Material for this exercise START

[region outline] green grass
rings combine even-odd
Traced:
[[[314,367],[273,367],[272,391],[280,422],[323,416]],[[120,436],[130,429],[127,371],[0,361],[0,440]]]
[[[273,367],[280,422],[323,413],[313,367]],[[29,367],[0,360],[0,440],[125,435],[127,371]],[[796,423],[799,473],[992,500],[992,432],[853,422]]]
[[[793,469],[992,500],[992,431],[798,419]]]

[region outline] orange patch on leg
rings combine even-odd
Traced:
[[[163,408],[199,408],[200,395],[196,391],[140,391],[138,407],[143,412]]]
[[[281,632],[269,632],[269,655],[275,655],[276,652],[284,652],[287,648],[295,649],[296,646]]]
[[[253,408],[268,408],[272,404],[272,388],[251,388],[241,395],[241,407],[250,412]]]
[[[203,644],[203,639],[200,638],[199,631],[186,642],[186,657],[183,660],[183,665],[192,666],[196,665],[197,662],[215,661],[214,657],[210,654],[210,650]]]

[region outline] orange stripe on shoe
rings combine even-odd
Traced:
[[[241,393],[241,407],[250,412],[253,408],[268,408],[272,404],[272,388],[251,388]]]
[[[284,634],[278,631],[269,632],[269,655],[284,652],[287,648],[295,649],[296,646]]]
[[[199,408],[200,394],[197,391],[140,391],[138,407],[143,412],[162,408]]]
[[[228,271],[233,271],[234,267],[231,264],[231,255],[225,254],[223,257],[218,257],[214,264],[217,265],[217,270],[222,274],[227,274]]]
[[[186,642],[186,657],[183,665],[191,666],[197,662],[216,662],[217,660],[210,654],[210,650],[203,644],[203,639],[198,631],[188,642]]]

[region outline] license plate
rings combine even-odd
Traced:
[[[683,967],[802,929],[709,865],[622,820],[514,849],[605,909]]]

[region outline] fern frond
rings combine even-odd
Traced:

Material for this exercise END

* **Exercise requirements**: Check every line of the data above for the string "orange", and copy those that have it.

* **Finished task**:
[region outline] orange patch on leg
[region outline] orange stripe on shoe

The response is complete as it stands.